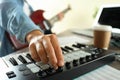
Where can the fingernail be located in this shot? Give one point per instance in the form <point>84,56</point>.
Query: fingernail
<point>61,63</point>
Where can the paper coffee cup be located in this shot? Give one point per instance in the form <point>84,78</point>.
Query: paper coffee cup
<point>102,36</point>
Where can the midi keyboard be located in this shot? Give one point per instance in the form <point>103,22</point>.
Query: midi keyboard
<point>79,59</point>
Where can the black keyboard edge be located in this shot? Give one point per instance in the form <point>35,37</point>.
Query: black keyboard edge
<point>85,68</point>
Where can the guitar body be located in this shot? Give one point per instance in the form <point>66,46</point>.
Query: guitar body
<point>38,18</point>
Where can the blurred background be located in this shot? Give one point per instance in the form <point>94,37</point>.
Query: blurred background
<point>80,16</point>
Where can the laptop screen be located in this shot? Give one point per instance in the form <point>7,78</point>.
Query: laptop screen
<point>109,15</point>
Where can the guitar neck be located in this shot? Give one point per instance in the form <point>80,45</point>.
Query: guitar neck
<point>56,17</point>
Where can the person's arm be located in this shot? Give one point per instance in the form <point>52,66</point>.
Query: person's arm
<point>45,48</point>
<point>42,47</point>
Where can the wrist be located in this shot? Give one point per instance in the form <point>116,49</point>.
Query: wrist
<point>32,34</point>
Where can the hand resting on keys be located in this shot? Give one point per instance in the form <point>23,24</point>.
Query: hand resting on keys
<point>45,48</point>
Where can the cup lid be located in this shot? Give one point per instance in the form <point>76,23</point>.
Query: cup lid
<point>103,27</point>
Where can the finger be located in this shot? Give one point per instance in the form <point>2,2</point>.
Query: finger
<point>50,51</point>
<point>57,49</point>
<point>41,52</point>
<point>33,52</point>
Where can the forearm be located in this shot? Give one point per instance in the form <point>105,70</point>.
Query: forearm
<point>33,34</point>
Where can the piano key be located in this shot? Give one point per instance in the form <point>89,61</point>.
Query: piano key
<point>69,48</point>
<point>30,58</point>
<point>65,50</point>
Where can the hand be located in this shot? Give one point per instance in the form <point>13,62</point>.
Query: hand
<point>45,48</point>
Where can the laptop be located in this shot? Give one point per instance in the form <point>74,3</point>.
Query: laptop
<point>108,14</point>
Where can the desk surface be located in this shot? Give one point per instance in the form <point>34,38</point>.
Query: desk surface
<point>115,64</point>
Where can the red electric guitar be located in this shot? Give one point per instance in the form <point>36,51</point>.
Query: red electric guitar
<point>38,18</point>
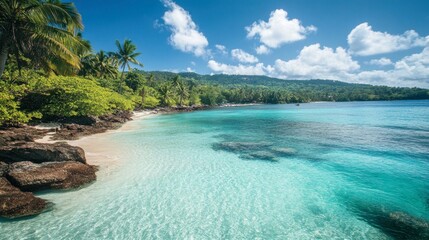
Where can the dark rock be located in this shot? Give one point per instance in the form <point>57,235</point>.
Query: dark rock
<point>239,146</point>
<point>119,117</point>
<point>41,152</point>
<point>22,134</point>
<point>396,224</point>
<point>284,150</point>
<point>4,168</point>
<point>14,203</point>
<point>260,155</point>
<point>29,176</point>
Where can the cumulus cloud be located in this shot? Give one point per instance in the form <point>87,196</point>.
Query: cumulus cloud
<point>278,30</point>
<point>262,50</point>
<point>318,62</point>
<point>221,49</point>
<point>185,35</point>
<point>240,69</point>
<point>364,41</point>
<point>243,56</point>
<point>381,62</point>
<point>410,71</point>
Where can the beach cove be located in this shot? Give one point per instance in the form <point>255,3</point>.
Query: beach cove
<point>214,174</point>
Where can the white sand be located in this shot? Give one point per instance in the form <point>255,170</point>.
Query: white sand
<point>98,150</point>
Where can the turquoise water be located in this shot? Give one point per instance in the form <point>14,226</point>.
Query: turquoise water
<point>317,171</point>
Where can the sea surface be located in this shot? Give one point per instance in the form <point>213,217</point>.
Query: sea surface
<point>357,170</point>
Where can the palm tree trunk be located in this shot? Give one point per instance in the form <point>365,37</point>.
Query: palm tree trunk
<point>4,50</point>
<point>122,74</point>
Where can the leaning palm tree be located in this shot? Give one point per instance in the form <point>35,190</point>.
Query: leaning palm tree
<point>105,65</point>
<point>46,31</point>
<point>126,54</point>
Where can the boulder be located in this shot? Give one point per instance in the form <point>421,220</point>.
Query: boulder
<point>29,176</point>
<point>14,203</point>
<point>41,152</point>
<point>22,134</point>
<point>260,155</point>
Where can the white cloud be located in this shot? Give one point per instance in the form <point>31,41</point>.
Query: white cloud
<point>278,30</point>
<point>243,56</point>
<point>316,62</point>
<point>258,69</point>
<point>364,41</point>
<point>185,35</point>
<point>262,50</point>
<point>221,49</point>
<point>381,62</point>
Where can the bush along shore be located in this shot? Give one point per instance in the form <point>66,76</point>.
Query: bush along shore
<point>28,166</point>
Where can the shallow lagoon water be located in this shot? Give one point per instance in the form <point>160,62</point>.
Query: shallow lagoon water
<point>354,170</point>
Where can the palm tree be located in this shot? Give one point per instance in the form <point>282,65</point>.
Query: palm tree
<point>126,54</point>
<point>46,31</point>
<point>105,65</point>
<point>165,94</point>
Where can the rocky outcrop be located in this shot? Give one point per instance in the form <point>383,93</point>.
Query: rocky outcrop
<point>40,152</point>
<point>4,168</point>
<point>15,203</point>
<point>23,134</point>
<point>101,124</point>
<point>29,176</point>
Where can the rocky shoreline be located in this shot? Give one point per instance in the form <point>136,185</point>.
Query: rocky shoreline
<point>28,166</point>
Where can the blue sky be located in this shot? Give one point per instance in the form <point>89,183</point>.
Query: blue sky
<point>383,42</point>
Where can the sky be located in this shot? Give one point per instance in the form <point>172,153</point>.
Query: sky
<point>379,42</point>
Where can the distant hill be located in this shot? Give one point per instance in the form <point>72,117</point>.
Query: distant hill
<point>279,90</point>
<point>223,79</point>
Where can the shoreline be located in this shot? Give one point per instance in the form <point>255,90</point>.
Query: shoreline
<point>102,154</point>
<point>98,152</point>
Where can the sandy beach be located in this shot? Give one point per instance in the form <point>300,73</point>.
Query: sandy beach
<point>98,150</point>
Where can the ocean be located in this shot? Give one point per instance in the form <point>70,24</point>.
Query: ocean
<point>355,170</point>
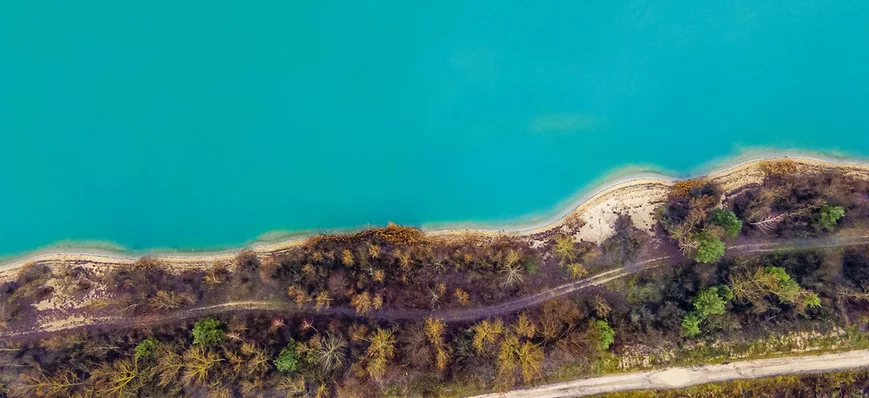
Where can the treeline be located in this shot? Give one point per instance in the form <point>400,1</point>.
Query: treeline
<point>703,297</point>
<point>283,355</point>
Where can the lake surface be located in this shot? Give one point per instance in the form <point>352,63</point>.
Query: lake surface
<point>204,124</point>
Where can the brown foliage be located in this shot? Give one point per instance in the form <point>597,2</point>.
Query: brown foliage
<point>778,167</point>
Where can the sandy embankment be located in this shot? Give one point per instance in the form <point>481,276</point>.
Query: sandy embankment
<point>635,196</point>
<point>683,377</point>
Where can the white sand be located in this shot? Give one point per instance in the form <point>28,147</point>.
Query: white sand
<point>635,196</point>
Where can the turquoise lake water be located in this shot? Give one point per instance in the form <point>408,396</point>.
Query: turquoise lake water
<point>204,124</point>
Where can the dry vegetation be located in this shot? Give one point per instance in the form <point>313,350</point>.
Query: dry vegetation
<point>702,298</point>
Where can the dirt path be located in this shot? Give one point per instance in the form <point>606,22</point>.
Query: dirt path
<point>689,376</point>
<point>449,315</point>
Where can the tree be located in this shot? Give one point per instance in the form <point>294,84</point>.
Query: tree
<point>605,334</point>
<point>146,349</point>
<point>830,216</point>
<point>564,248</point>
<point>329,353</point>
<point>691,325</point>
<point>380,351</point>
<point>727,221</point>
<point>207,332</point>
<point>362,302</point>
<point>524,327</point>
<point>120,378</point>
<point>288,360</point>
<point>486,333</point>
<point>771,281</point>
<point>710,248</point>
<point>514,274</point>
<point>577,270</point>
<point>462,296</point>
<point>708,302</point>
<point>198,363</point>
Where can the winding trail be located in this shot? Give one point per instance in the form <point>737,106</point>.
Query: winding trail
<point>448,315</point>
<point>688,376</point>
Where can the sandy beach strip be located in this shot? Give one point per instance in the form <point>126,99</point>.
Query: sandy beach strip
<point>633,195</point>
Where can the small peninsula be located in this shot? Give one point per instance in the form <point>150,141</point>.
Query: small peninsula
<point>766,259</point>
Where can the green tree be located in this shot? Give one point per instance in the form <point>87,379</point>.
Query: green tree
<point>565,248</point>
<point>288,360</point>
<point>605,334</point>
<point>708,302</point>
<point>830,215</point>
<point>812,300</point>
<point>727,221</point>
<point>710,248</point>
<point>691,324</point>
<point>146,349</point>
<point>207,332</point>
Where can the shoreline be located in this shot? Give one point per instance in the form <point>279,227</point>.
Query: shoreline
<point>595,193</point>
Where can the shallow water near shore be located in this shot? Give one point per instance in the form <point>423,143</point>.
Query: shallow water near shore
<point>208,124</point>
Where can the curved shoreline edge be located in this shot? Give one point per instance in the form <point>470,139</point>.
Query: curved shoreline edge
<point>586,198</point>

## Written task
Convert the lines above, from the first one through the line containing "<point>33,52</point>", into a Markdown table with the columns Row and Line, numbering each line and omitting blank ones. Leave the pictures out of the table.

## Full output
| Row | Line |
|---|---|
| 1 | Where can the fingernail be located in this shot? Give one point per instance in the form <point>84,56</point>. |
| 2 | Query: fingernail |
| 3 | <point>61,63</point> |
| 4 | Where can the paper coffee cup be located in this shot? Give one point per instance in the form <point>84,78</point>. |
| 5 | Query: paper coffee cup |
| 6 | <point>102,36</point> |
| 7 | Where can the midi keyboard be located in this shot? Give one point per instance in the form <point>103,22</point>. |
| 8 | Query: midi keyboard |
| 9 | <point>79,59</point> |
| 10 | Where can the black keyboard edge be located in this shot? Give one point per instance in the form <point>35,37</point>. |
| 11 | Query: black keyboard edge |
| 12 | <point>85,68</point> |
| 13 | Where can the guitar body be located in this shot? Give one point per instance in the form <point>66,46</point>. |
| 14 | Query: guitar body |
| 15 | <point>38,18</point> |
| 16 | Where can the blurred background be located in this shot? Give one point per instance in the form <point>94,37</point>. |
| 17 | Query: blurred background |
| 18 | <point>80,16</point> |
| 19 | Where can the laptop screen be located in this shot? Give one point per instance in the form <point>7,78</point>. |
| 20 | Query: laptop screen |
| 21 | <point>109,15</point> |
| 22 | Where can the guitar neck be located in this shot? Give one point per instance in the form <point>80,45</point>. |
| 23 | Query: guitar neck |
| 24 | <point>56,17</point> |
| 25 | Where can the person's arm be located in this shot? Give one point per instance in the form <point>52,66</point>. |
| 26 | Query: person's arm |
| 27 | <point>45,48</point> |
| 28 | <point>42,47</point> |
| 29 | Where can the wrist be located in this shot? Give one point per instance in the form <point>116,49</point>. |
| 30 | Query: wrist |
| 31 | <point>32,34</point> |
| 32 | Where can the hand resting on keys be located in this shot? Give one point per instance in the form <point>23,24</point>. |
| 33 | Query: hand resting on keys |
| 34 | <point>45,48</point> |
| 35 | Where can the cup lid be located in this shot? Give one point per instance in the form <point>76,23</point>. |
| 36 | Query: cup lid |
| 37 | <point>103,27</point> |
| 38 | Where can the finger be located in this shot? Give one point per instance in the form <point>2,2</point>. |
| 39 | Query: finger |
| 40 | <point>50,51</point> |
| 41 | <point>57,49</point> |
| 42 | <point>41,52</point> |
| 43 | <point>33,52</point> |